-- Page text follows --
Following the attack on Pearl Harbor the squadron began flying antisubmarine patrols off the Atlantic coast. In 1942, it converted to the Douglas B-18 Bolo, which was equipped with radar for the antisubmarine mission. The squadron moved to Langley Field, Virginia in April 1942 and to Jacksonville Army Air Field, Florida in May.

In October 1942, the Army Air Forces organized its antisubmarine forces into the single Army Air Forces Antisubmarine Command, which established the 26th Antisubmarine Wing the following month to control its forces operating over the Gulf of Mexico and the Caribbean Sea. The command's bombardment group headquarters, including the 45th, were inactivated and the squadron, now designated the 7th Antisubmarine Squadron, was assigned directly to the 26th Wing. However, most squadron missions were flown over the Atlantic, so the 7th was attached to 25th Antisubmarine Wing, whose area of responsibility covered the Atlantic coast.
-- Page text concluded --
-- Extracted records follows --
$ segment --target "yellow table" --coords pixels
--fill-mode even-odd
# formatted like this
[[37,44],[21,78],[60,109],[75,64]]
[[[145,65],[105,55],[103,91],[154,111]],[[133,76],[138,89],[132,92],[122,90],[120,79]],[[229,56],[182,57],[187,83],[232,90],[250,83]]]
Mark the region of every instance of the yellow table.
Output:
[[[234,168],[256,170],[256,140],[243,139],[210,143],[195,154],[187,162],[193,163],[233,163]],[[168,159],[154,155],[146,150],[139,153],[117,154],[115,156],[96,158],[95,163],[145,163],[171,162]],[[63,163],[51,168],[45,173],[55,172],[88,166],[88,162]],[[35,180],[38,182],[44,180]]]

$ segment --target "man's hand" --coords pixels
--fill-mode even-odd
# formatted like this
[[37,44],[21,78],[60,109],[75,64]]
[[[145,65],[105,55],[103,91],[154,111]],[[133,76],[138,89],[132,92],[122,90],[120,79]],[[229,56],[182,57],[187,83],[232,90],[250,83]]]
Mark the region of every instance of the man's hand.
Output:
-- Extracted records concluded --
**Parts of the exercise:**
(a) Answer from the squadron history:
(i) To which aircraft did the squadron convert in 1942?
(ii) Where did the squadron move in May 1942?
(iii) Which wing's area of responsibility covered the Atlantic coast?
(b) Condense the paragraph of the squadron history that begins "In October 1942" into a shorter version that keeps its main facts.
(c) Carry the squadron history forward from its last sentence.
The entries are not needed for any of the work here.

**Results for each task:**
(a)
(i) The Douglas B-18 Bolo
(ii) Jacksonville Army Air Field, Florida
(iii) The 25th Antisubmarine Wing

(b) In October 1942 the Army Air Forces placed its antisubmarine forces under the new Army Air Forces Antisubmarine Command. The next month, the command formed the 26th Antisubmarine Wing to control operations over the Gulf of Mexico and the Caribbean. The command's bombardment group headquarters, including the 45th, were inactivated. The squadron, renamed the 7th Antisubmarine Squadron, was assigned directly to the 26th Wing. Because most of its missions were flown over the Atlantic, it was attached to the 25th Antisubmarine Wing, which covered the Atlantic coast.

(c)
By the fall of 1942, the U-boat threat along the Atlantic coast had substantially diminished, but German wolfpacks were attacking merchant shipping in the waters near Trinidad. In April 1943, the squadron began operating from Edinburgh Field, where it joined elements of the 25th Bombardment Group, a Sixth Air Force unit, that was also engaged in antisubmarine patrols. They remained there until July 1943, when the 23d Antisubmarine Squadron deployed to Edinburgh to experiment with its 75mm cannon armed North American B-25 Mitchells in the antisubmarine role and the 7th returned to its base in Jacksonville.

In July 1943, the AAF and Navy reached an agreement to transfer the coastal antisubmarine mission to the Navy. This mission transfer also included an exchange of AAF long-range bombers equipped for antisubmarine warfare for Navy Consolidated B-24 Liberators without such equipment.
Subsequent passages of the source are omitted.